• **Dataset**

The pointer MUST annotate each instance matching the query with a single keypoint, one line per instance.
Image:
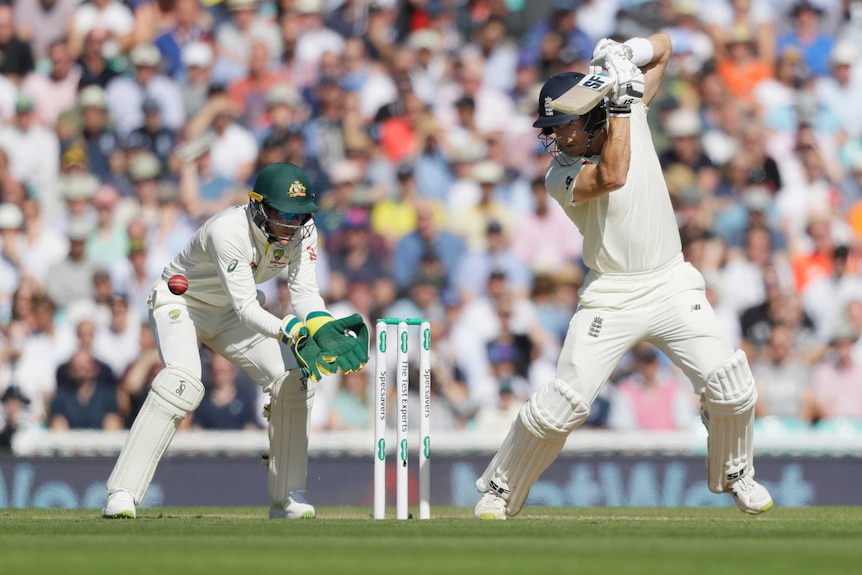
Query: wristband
(642, 51)
(316, 320)
(617, 111)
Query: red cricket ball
(178, 284)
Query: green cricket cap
(284, 187)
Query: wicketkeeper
(234, 250)
(606, 175)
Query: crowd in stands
(124, 124)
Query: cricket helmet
(282, 201)
(555, 87)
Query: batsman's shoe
(750, 496)
(296, 507)
(120, 505)
(491, 507)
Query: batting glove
(606, 47)
(310, 358)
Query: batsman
(229, 254)
(606, 175)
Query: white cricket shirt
(632, 229)
(229, 255)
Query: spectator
(427, 238)
(651, 398)
(742, 69)
(229, 403)
(40, 22)
(96, 68)
(108, 242)
(71, 280)
(14, 416)
(472, 223)
(197, 58)
(350, 407)
(546, 239)
(112, 15)
(191, 25)
(153, 136)
(86, 402)
(512, 388)
(46, 347)
(54, 92)
(806, 35)
(234, 40)
(499, 255)
(127, 94)
(841, 85)
(783, 380)
(826, 297)
(33, 150)
(837, 379)
(117, 343)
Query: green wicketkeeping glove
(347, 340)
(308, 354)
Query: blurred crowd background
(126, 123)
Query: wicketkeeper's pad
(291, 400)
(535, 439)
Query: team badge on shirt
(296, 189)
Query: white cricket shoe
(119, 505)
(750, 496)
(296, 507)
(491, 507)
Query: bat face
(583, 96)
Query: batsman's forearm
(613, 169)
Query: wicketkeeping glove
(312, 361)
(347, 340)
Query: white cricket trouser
(666, 307)
(181, 323)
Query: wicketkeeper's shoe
(750, 496)
(491, 507)
(119, 505)
(296, 507)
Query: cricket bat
(585, 95)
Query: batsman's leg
(174, 394)
(534, 441)
(728, 413)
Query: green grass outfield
(217, 541)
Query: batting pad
(728, 403)
(173, 395)
(291, 400)
(534, 441)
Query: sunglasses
(286, 218)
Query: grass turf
(216, 541)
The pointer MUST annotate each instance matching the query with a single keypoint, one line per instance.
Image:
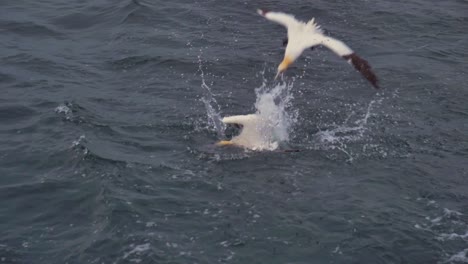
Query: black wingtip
(262, 12)
(363, 67)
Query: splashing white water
(274, 116)
(211, 105)
(272, 120)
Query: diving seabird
(303, 35)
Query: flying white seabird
(303, 35)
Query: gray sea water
(109, 111)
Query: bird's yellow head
(284, 65)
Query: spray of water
(211, 105)
(275, 115)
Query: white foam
(137, 250)
(459, 257)
(62, 109)
(452, 236)
(273, 106)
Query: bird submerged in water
(303, 35)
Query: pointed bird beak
(278, 74)
(283, 66)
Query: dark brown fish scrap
(363, 67)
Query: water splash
(275, 115)
(211, 105)
(339, 136)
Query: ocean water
(110, 111)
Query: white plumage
(302, 36)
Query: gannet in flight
(303, 35)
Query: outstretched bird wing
(240, 119)
(348, 54)
(283, 19)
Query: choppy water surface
(109, 111)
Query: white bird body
(302, 36)
(255, 134)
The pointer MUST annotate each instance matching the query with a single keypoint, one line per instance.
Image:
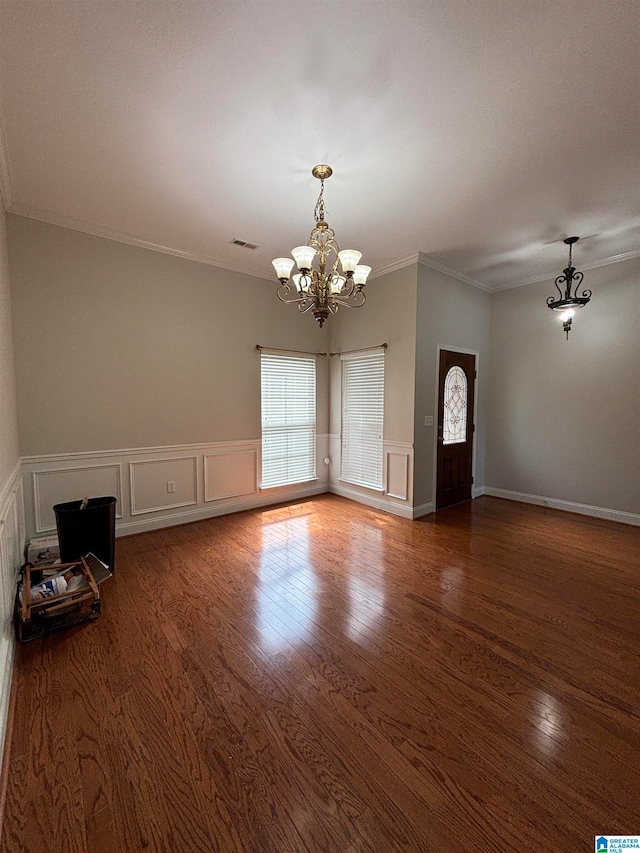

• **Problem to work on**
How many lines of the listing contain the string "shoe", matching case exactly? Reply with the number only.

• **The completed task**
3